**Task description:** Please give the rows again, starting with the one containing "In [2]: # Locate the white suv." and going on through the one containing "327,447,387,594", swapping "parked car" for "stationary car" and leaving everything else as is.

** start Data records **

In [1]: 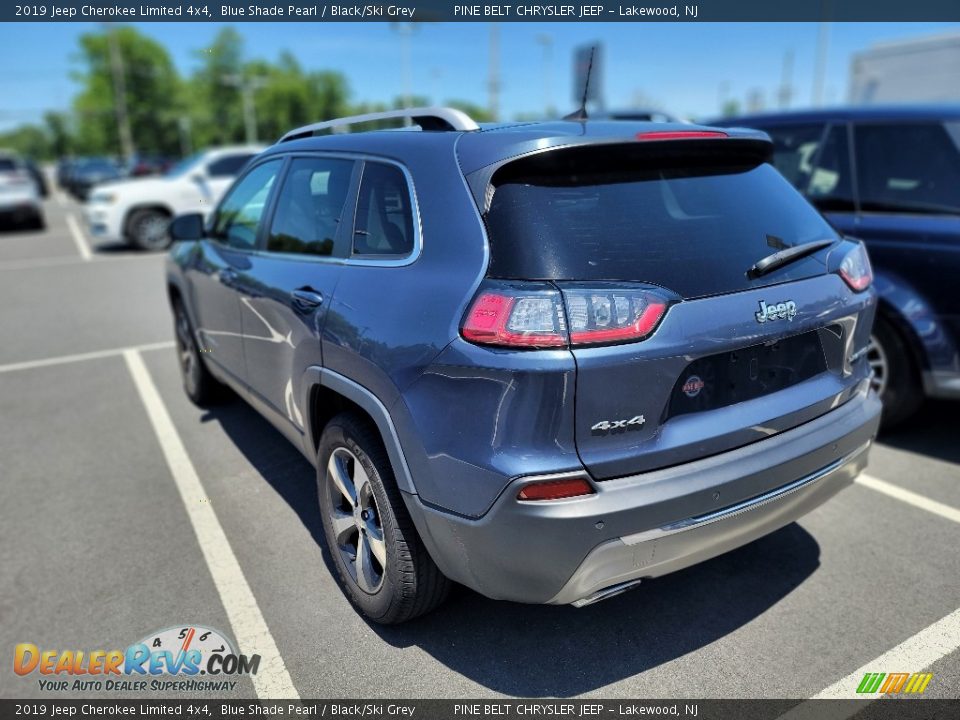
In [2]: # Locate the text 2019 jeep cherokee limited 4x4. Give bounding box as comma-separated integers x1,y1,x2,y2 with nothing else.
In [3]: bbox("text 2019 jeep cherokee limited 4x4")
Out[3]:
167,108,880,623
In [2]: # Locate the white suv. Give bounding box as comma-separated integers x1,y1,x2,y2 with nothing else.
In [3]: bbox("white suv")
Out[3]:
85,145,264,250
0,150,43,229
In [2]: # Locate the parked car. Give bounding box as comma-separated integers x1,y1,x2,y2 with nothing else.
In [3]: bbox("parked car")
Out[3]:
67,157,120,201
85,145,263,250
24,158,50,197
54,157,77,190
720,106,960,427
124,155,176,177
0,150,44,229
167,108,880,623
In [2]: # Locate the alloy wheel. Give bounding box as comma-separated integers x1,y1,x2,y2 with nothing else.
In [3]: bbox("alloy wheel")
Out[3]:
176,309,200,396
867,335,890,397
137,213,170,249
327,447,387,594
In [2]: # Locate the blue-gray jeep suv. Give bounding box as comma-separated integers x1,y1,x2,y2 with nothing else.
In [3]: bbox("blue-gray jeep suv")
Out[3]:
167,108,880,623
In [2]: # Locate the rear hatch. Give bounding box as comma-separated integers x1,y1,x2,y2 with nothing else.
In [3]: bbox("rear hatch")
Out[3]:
476,139,874,479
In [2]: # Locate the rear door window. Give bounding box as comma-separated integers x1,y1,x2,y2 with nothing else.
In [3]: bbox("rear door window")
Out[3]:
207,153,253,177
353,162,414,258
854,122,960,213
486,141,837,298
213,159,283,250
267,157,354,256
765,123,826,190
804,124,855,212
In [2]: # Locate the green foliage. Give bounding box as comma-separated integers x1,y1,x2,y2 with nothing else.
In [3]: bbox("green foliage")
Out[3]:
0,125,50,158
0,26,502,158
73,26,180,155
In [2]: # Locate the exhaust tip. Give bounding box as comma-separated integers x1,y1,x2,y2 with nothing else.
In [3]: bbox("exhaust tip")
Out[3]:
570,579,642,607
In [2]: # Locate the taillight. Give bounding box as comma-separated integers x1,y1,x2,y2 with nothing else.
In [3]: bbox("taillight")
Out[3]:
560,283,667,345
837,243,873,292
461,283,567,348
461,281,670,348
517,478,596,500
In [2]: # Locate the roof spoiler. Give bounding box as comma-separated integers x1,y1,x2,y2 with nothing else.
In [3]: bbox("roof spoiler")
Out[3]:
279,107,480,142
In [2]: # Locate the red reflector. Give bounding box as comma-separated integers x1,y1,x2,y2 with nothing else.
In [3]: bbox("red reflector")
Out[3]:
570,303,667,345
517,478,593,500
637,130,728,140
462,292,567,348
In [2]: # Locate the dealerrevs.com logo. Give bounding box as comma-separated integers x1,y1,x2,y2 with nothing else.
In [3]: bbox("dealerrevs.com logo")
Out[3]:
13,625,260,692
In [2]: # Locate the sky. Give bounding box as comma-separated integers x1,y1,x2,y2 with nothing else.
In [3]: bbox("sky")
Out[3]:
0,22,960,131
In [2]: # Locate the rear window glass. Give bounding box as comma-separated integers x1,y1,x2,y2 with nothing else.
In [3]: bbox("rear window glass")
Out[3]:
486,148,837,298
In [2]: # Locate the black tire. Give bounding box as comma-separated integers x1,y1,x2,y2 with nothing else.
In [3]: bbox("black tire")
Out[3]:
173,300,226,407
127,208,173,251
867,316,923,430
317,413,450,625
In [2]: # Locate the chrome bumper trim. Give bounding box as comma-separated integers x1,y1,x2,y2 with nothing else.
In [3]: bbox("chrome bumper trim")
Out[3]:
620,440,872,545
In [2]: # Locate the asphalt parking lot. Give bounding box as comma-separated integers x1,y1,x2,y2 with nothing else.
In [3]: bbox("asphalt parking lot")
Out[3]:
0,196,960,698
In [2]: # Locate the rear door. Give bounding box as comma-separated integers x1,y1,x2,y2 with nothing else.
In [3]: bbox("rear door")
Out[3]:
240,155,357,435
851,121,960,340
187,158,283,384
487,140,873,479
198,151,256,214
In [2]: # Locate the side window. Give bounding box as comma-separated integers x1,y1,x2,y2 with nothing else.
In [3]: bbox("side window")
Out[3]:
806,124,854,211
267,158,353,255
207,153,253,177
353,162,413,256
212,159,283,250
854,122,960,212
766,124,824,190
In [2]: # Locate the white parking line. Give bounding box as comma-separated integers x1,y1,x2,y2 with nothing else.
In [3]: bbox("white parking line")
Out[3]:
857,475,960,523
778,610,960,720
123,350,300,700
67,213,93,260
0,340,173,373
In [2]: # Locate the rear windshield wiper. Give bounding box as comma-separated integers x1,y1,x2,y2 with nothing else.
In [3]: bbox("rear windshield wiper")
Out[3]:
747,240,836,278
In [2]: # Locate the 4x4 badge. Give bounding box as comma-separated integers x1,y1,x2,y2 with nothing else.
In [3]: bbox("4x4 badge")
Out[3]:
590,415,646,432
756,300,797,323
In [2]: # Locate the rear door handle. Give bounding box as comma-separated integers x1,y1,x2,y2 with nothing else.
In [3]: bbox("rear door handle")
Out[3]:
290,287,323,312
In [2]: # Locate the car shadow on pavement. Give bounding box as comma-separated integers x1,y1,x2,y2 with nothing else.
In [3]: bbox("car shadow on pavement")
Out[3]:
90,239,154,256
203,402,820,697
371,523,820,697
877,400,960,464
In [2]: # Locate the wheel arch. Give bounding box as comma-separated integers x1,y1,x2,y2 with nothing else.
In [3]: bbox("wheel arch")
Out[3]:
875,270,954,374
122,202,176,237
301,366,416,494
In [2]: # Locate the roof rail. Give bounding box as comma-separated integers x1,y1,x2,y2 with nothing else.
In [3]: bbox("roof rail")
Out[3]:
279,107,480,142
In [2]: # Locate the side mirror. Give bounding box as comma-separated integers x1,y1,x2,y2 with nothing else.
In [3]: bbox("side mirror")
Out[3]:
170,213,206,242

** end Data records **

**The reply:**
In [2]: # Locate the white suv. Give bounding box as comma-separated integers x1,y1,x2,y2 with nothing else.
In [3]: bbox("white suv")
Out[3]:
85,145,264,250
0,150,43,229
In [2]: # Locate the stationary car. Give bounding box as comma-separated integers x1,y1,x2,y2 with nothing else.
In [3]: bbox("stationary car")
Out[3]:
67,157,120,201
85,145,263,250
24,158,50,197
54,157,77,190
720,106,960,427
124,155,176,177
0,150,44,229
167,108,880,623
In [2]: # Locate the alloy wheel. Give bounding box as comma-separated integers x1,y1,x2,y2 with nothing else.
In [3]: bbox("alloy wheel")
Out[3]:
176,309,200,396
867,335,890,397
137,213,170,249
327,447,387,594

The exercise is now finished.